Short task: Gather every line of the records that contains the string "green", treating uppercase and lowercase as distinct.

The data:

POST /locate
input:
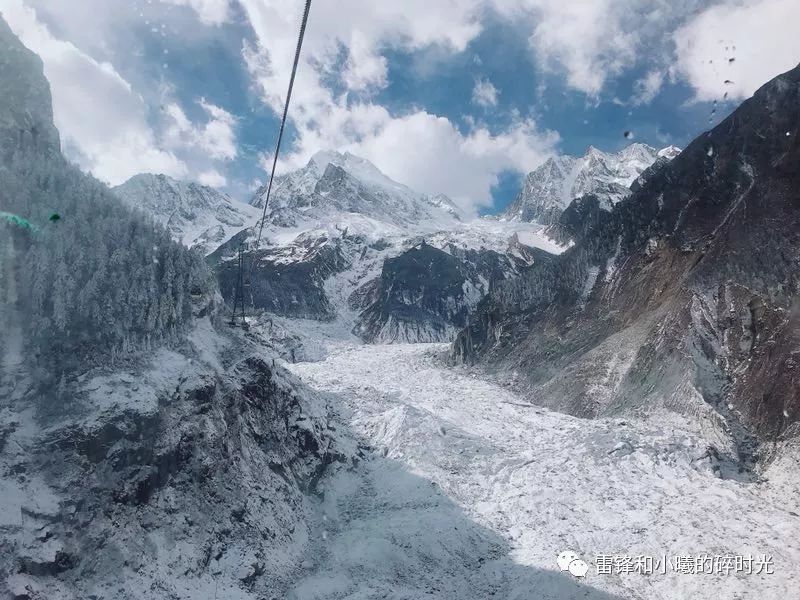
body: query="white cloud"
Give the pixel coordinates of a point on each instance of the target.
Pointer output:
(764, 34)
(425, 151)
(648, 87)
(101, 119)
(216, 138)
(422, 150)
(484, 93)
(211, 12)
(212, 178)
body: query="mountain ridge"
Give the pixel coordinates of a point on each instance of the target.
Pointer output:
(547, 190)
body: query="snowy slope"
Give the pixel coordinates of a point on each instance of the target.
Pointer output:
(196, 215)
(548, 190)
(334, 184)
(471, 493)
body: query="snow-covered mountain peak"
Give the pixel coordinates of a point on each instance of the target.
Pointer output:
(549, 189)
(196, 215)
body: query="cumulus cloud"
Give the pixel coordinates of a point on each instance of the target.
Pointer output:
(760, 35)
(211, 12)
(102, 120)
(484, 93)
(425, 151)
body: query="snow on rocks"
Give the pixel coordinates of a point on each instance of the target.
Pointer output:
(514, 485)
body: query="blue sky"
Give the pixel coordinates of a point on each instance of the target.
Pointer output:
(459, 97)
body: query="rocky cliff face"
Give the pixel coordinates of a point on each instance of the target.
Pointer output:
(183, 468)
(426, 294)
(189, 477)
(196, 215)
(683, 298)
(548, 190)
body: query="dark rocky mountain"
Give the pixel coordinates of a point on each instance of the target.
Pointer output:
(143, 453)
(287, 280)
(196, 215)
(426, 294)
(683, 298)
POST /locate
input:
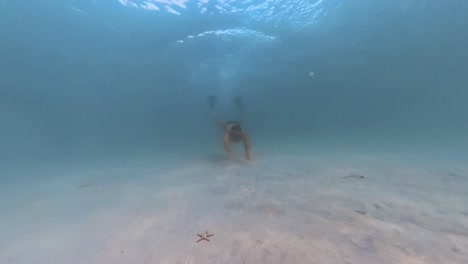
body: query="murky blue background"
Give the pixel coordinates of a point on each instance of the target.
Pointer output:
(91, 80)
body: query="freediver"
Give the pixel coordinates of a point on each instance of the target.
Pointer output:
(233, 130)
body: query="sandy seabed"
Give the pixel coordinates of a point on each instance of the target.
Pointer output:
(333, 208)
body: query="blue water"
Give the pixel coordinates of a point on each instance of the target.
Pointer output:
(103, 80)
(82, 77)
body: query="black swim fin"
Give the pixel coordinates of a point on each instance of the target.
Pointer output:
(238, 101)
(212, 101)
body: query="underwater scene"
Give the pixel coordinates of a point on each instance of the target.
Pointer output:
(233, 131)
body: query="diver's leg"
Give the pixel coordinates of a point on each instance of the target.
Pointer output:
(227, 144)
(246, 140)
(240, 104)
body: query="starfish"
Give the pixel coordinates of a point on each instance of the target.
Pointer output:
(204, 236)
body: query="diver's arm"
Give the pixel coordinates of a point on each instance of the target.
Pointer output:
(246, 141)
(227, 143)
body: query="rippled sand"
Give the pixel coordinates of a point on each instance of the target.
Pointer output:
(333, 208)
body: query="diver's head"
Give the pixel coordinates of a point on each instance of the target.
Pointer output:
(236, 128)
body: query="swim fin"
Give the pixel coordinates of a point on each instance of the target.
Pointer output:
(212, 100)
(238, 101)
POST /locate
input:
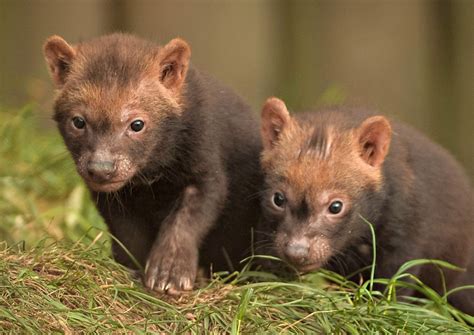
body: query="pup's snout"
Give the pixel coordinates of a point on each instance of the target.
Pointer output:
(297, 251)
(101, 170)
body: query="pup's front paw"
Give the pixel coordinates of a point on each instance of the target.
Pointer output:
(171, 269)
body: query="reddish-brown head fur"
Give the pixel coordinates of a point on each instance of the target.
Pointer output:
(110, 83)
(320, 160)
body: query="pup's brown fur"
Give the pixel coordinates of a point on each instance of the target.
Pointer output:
(170, 156)
(414, 193)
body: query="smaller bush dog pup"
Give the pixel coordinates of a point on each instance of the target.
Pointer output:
(324, 169)
(169, 155)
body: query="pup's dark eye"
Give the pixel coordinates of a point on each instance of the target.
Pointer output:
(279, 199)
(335, 207)
(78, 122)
(137, 125)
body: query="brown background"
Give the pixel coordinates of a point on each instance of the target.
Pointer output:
(410, 59)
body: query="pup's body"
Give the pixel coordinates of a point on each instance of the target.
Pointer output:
(170, 156)
(325, 169)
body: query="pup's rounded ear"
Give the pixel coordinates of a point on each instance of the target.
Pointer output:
(174, 62)
(374, 136)
(275, 118)
(59, 55)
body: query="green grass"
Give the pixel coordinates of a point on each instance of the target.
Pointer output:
(57, 276)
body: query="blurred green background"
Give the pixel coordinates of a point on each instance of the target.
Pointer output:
(413, 59)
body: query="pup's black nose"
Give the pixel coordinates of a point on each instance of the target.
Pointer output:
(297, 251)
(101, 170)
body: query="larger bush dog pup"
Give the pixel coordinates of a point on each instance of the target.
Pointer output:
(169, 155)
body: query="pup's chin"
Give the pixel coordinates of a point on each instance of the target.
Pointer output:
(106, 187)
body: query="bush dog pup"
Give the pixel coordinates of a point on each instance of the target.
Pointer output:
(323, 170)
(169, 155)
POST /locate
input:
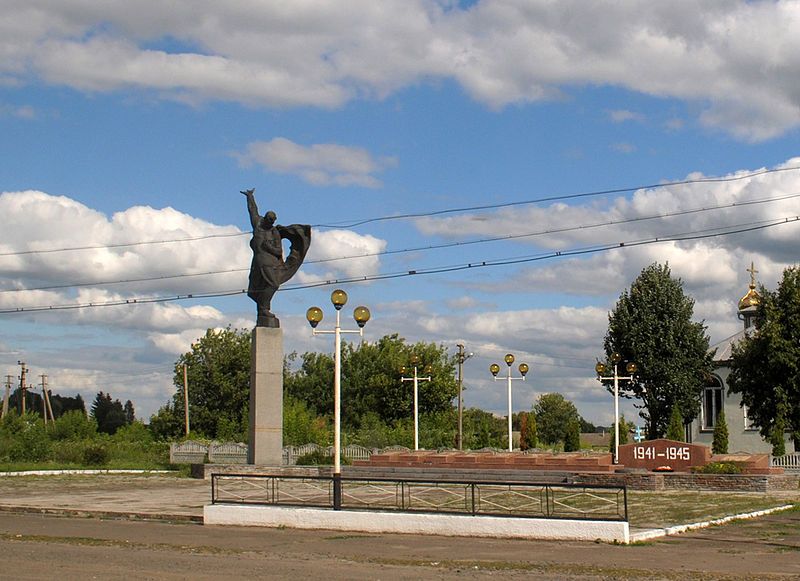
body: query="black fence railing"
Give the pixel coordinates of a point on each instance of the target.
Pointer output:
(490, 498)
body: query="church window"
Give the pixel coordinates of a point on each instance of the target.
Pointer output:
(712, 403)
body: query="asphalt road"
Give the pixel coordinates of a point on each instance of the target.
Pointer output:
(50, 547)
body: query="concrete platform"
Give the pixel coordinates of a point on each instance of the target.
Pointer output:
(417, 523)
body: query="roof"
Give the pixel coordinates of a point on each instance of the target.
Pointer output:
(725, 347)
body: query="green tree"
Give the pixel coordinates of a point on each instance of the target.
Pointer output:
(130, 413)
(676, 430)
(371, 381)
(765, 364)
(483, 430)
(777, 439)
(624, 428)
(652, 325)
(301, 426)
(165, 423)
(528, 435)
(719, 444)
(218, 374)
(553, 416)
(109, 414)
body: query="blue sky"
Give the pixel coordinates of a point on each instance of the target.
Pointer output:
(130, 122)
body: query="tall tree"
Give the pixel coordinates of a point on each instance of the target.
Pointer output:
(652, 326)
(130, 413)
(765, 365)
(108, 413)
(218, 374)
(371, 380)
(554, 414)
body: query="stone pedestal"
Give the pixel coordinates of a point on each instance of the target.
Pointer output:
(266, 397)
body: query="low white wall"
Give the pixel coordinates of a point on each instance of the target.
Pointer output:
(415, 523)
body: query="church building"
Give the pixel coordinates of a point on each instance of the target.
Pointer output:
(742, 435)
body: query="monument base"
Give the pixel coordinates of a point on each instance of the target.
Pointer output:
(266, 397)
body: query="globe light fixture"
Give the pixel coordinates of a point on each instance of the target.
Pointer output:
(415, 361)
(523, 370)
(339, 299)
(314, 316)
(602, 375)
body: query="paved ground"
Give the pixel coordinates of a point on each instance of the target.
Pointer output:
(37, 546)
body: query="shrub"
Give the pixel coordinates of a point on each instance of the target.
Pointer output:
(25, 438)
(676, 430)
(572, 439)
(74, 425)
(95, 455)
(718, 468)
(719, 445)
(318, 458)
(776, 438)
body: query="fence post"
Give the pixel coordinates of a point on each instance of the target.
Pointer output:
(472, 490)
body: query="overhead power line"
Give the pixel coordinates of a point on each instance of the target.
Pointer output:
(455, 244)
(696, 235)
(353, 224)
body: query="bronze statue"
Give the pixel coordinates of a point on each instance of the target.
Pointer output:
(269, 270)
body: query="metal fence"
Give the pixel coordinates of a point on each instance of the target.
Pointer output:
(489, 498)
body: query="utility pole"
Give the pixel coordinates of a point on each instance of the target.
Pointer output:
(22, 385)
(186, 398)
(462, 356)
(8, 393)
(48, 409)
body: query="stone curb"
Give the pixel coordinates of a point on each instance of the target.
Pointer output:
(103, 514)
(677, 529)
(79, 472)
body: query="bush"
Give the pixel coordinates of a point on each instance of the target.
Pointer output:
(719, 445)
(676, 430)
(95, 455)
(318, 458)
(24, 438)
(74, 425)
(718, 468)
(572, 437)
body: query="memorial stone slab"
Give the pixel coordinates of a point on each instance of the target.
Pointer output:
(663, 454)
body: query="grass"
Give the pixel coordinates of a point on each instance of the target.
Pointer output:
(663, 509)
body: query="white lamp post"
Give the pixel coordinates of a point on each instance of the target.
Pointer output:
(416, 379)
(601, 369)
(523, 370)
(314, 317)
(462, 357)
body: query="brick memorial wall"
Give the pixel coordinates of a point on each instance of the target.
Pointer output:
(663, 454)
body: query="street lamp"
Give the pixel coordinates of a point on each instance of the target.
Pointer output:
(523, 370)
(462, 356)
(416, 379)
(314, 316)
(602, 369)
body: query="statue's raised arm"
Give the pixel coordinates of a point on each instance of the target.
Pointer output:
(269, 270)
(252, 207)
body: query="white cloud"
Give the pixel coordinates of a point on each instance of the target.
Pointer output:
(738, 60)
(321, 164)
(623, 115)
(623, 147)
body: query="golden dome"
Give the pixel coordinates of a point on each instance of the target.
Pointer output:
(752, 298)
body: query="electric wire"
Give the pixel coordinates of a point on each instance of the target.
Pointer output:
(456, 244)
(695, 235)
(356, 223)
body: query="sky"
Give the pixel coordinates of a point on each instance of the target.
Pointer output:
(492, 173)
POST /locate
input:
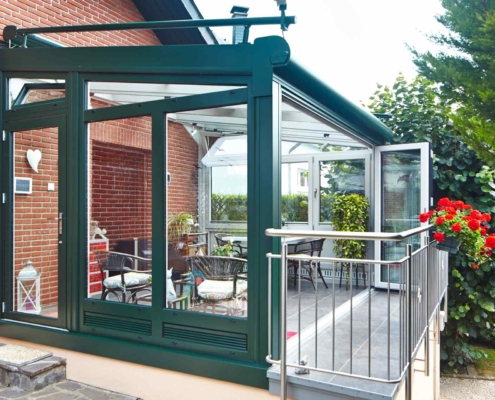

Solution for this problem:
body: query="green grass"
body: query="blurred green background"
body: query="green tree"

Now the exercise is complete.